**REQUIRED TASK**
Each record below is to be reproduced without any change.

Dataset rows:

----------

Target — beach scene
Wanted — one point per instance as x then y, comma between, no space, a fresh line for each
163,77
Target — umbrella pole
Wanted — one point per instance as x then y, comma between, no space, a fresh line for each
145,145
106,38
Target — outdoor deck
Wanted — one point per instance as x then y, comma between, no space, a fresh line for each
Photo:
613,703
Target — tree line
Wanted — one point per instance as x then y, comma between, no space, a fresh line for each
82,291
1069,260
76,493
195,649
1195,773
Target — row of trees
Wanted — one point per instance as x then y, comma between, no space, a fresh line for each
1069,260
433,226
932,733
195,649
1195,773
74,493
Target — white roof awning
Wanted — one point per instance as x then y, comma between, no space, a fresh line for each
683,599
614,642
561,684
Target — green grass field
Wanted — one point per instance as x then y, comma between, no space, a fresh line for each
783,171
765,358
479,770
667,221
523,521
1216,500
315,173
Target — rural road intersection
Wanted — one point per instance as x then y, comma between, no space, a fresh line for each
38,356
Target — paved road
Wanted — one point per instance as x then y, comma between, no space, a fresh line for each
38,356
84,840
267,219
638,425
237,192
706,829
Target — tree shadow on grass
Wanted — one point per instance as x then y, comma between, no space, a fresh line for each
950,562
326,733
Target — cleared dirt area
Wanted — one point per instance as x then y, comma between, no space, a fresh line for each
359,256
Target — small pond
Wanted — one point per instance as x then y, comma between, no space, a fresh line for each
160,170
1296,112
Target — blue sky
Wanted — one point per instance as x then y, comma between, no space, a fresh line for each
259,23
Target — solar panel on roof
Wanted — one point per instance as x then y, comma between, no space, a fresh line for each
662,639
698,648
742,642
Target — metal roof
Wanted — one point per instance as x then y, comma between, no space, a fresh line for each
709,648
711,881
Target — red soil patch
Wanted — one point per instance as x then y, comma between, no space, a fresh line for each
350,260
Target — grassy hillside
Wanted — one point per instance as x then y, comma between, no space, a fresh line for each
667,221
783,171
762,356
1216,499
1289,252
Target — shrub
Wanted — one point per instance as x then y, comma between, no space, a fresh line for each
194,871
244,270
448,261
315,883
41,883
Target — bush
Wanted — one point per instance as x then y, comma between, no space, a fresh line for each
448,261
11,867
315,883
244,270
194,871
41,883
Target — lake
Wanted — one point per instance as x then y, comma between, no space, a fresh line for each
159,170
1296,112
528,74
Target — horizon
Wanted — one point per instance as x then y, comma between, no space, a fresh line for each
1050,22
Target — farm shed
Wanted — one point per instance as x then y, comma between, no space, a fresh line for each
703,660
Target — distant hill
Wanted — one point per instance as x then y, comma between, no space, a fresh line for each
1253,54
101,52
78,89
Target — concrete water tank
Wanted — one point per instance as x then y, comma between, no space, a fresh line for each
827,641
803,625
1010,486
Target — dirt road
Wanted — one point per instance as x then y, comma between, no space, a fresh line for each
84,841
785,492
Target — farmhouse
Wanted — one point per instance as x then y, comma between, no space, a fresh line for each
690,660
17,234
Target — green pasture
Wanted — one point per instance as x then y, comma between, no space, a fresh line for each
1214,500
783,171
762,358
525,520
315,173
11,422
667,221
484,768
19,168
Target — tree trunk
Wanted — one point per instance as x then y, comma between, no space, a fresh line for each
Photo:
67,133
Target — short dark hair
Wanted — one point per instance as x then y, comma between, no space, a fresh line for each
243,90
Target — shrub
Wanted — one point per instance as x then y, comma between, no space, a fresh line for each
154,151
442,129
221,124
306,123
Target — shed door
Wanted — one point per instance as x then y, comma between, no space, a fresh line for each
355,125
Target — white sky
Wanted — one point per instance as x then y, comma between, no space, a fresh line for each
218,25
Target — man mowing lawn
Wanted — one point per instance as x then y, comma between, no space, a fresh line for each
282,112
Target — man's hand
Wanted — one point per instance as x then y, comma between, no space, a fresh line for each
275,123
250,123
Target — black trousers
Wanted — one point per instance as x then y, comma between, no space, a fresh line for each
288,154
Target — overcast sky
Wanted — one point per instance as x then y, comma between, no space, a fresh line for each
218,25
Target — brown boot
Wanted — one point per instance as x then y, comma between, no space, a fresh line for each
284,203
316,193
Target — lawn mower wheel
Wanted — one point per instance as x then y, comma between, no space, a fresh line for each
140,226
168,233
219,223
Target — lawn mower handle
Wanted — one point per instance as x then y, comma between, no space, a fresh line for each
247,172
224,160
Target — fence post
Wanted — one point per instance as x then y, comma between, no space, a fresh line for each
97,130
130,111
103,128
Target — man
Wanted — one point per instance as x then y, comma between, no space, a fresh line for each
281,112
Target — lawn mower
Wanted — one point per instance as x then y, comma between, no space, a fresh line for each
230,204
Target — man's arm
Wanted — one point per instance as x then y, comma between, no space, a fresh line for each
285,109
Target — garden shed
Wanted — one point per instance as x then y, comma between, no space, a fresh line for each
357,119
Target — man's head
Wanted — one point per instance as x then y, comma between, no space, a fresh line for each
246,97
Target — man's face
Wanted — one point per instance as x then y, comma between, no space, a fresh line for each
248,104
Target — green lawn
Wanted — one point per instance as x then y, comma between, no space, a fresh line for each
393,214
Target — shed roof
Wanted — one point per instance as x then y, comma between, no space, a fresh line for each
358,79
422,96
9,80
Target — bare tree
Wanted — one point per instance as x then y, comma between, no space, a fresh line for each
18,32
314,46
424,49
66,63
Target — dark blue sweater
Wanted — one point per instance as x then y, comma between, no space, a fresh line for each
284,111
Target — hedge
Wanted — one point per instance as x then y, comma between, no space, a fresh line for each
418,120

----------

**FINISHED EXERCISE**
Target — beach scene
Wanted — one point per instance as x then y, comma between, no space, a fresh line for each
163,77
Target — umbrella pole
Wanted — one point per instance as x then y, comma between, no space, a fresh line for each
145,145
106,38
Target — outdoor deck
Wanted — one point per instance as x then y, comma between, no space, a fresh line for each
Photo:
613,703
Target — tree line
Wanted — one point per instance as x then y, comma between, no space, a fresh line for each
82,291
1069,260
76,493
195,649
1195,773
Target — row of trees
Wanted — one point per instance as x then y, comma between, no space, a fresh line for each
1069,260
433,226
932,733
195,649
1195,773
74,493
Target — white roof awning
Wanted — one point per instance as x then y, comma between, no space, a fresh line for each
683,599
614,642
561,684
Target — green grass field
Wanted — one point per instance as x then y, comma between, no space, a fresh line for each
783,171
765,358
479,770
667,221
523,521
1216,500
315,173
Target — rural road intersection
Wanted — one point per instance as x then y, comma between, no space, a fresh line for each
38,356
Target — paved road
Wanted — one point per instance as x then y, comma between, no space, a fresh line for each
38,356
84,840
267,219
638,425
237,192
706,829
Target — tree shadow on grass
Wanted — one point per instance as x then y, comma between, no space, a fresh line for each
950,562
326,733
Target — cleared dirt area
Wanted — one point per instance as x then y, comma between, no space, a fresh line for each
359,256
Target — small pond
Wanted — one point per instance as x then y, comma between, no space, a fresh line for each
160,170
1296,112
Target — blue sky
Wanted — one point per instance as x then y, comma between, no space, a fresh line for each
259,23
Target — solar panel on roof
Wanted — one point per instance as x then y, comma between, no space, a fresh line for each
662,639
698,648
742,642
Target — metal roof
Wanted — one point per instance as x then y, comma between, no space, a fresh line for each
709,648
711,881
Target — red soil patch
Wanted — one point per instance as x then y, comma between, no space, a fresh line for each
350,260
Target — grassy hillside
Wanted — one point per instance as x then y, comma between, no space, a fresh line for each
667,221
783,171
762,356
1216,499
1289,252
Target — shrub
Wanted — one point per instance as x then y, comma between, no space, a fresh line for each
194,871
244,270
448,261
315,883
41,883
Target — bush
Wanted — one point per instance as x then y, comma between, no space, a fresh line for each
448,261
11,867
315,883
244,270
194,871
41,883
Target — lake
Wanted — one point per instance as x then y, comma between, no space, a fresh line for each
159,170
1296,112
528,74
Target — horizon
Wanted — one point per instance as x then y, comma between, no space, a fresh line for each
1050,22
Target — farm shed
Wanted — one point per instance as x then y, comma between, no space, a fresh line for each
703,660
Target — distant hill
Wanted — one point per instance as x then y, comma between, no space, a fresh line for each
1253,54
101,52
78,89
Target — concrete water tank
Wanted — one point per instance as x then y, comma between, no space, a fresh line for each
827,641
803,625
1010,486
Target — dirt road
Wanted — one point per instance as x then y, comma between, no space, a fresh line for each
84,841
785,492
Target — farmhouse
Wanted — one point per instance as x then y, comma between, no space, a fresh line for each
690,660
17,234
Target — green pasture
Wanted — one point per instance as x then y, comma between, no space, a fresh line for each
1214,500
783,171
762,358
525,520
315,173
11,422
667,221
484,768
19,168
Target — tree trunk
Wanted — one point per instance as x then y, comma between, no space, a fresh line for each
Photo:
67,133
Target — short dark hair
Wanted — one point per instance as x then y, comma between, no space, a fresh line for each
243,90
Target — shrub
Wanted — one point per instance as x then y, comma between, no space, a fresh line for each
154,151
442,129
221,124
306,123
Target — shed door
Wanted — one point per instance as x then y, comma between, no space, a fresh line for each
355,125
Target — white sky
Wanted — one point per instance as x then y, comma between, no space, a fresh line for each
218,25
Target — man mowing lawn
Wanted — one point per instance as x then y, comma between, no space, a fresh line for each
282,112
Target — man's hand
Wanted — one point per instance as x then y, comma between, no space, a fresh line for each
275,123
250,123
Target — black trousers
Wanted — one point per instance as x then y, comma between, no space, a fresh line for each
288,154
Target — overcast sky
Wanted — one point per instance as x then y, comma between, no space, a fresh line for each
218,25
Target — brown boot
Wanted — one point per instance as x then y, comma between, no space, a fresh line for each
284,203
316,193
Target — lawn mower wheel
Wanted — one point per instance as x then y, comma between, no space, a fresh line for each
140,226
168,233
219,223
Target — lawn mower handle
Wanted — one point per instance as x then y, comma between, no space, a fresh line for each
247,172
224,160
Target — fence post
Wanted — one point per instance as x then y, comma between, no space, a fresh line for each
97,130
130,111
103,128
Target — man
Wanted — one point per instance as x then y, comma between, no space, a fresh line for each
281,112
Target — lawn mower
Wanted — one point per instance as x then y, comma between, no space, a fresh line for each
230,204
Target — man's arm
Wanted — one point per instance as x then y, comma between, no space, a fresh line for each
285,109
Target — garden shed
Wanted — one point per instance as x then y, comma between, no space, a fresh line for each
357,119
Target — man's head
Wanted — one point per instance as x then y, comma between, no space, a fresh line for each
246,97
Target — man's face
Wanted — one point per instance as x then y, comma between, no space, a fresh line for each
248,104
Target — green lawn
Wanted — one point per instance as x then y, comma between, no space, a fresh line for each
393,214
Target — shed roof
Wanted — one point per instance as x then y, comma between, no space, a fresh line for each
358,79
422,96
9,80
Target — bare tree
Wanted — one point per instance as x then y, comma between, no space, a fresh line for each
18,32
314,46
424,49
66,63
Target — dark blue sweater
Wanted — one point per instance as x then y, comma between, no space, a fresh line for each
284,111
Target — hedge
Wanted — one point per instance as x then y, comma between, no space, a fresh line for each
418,120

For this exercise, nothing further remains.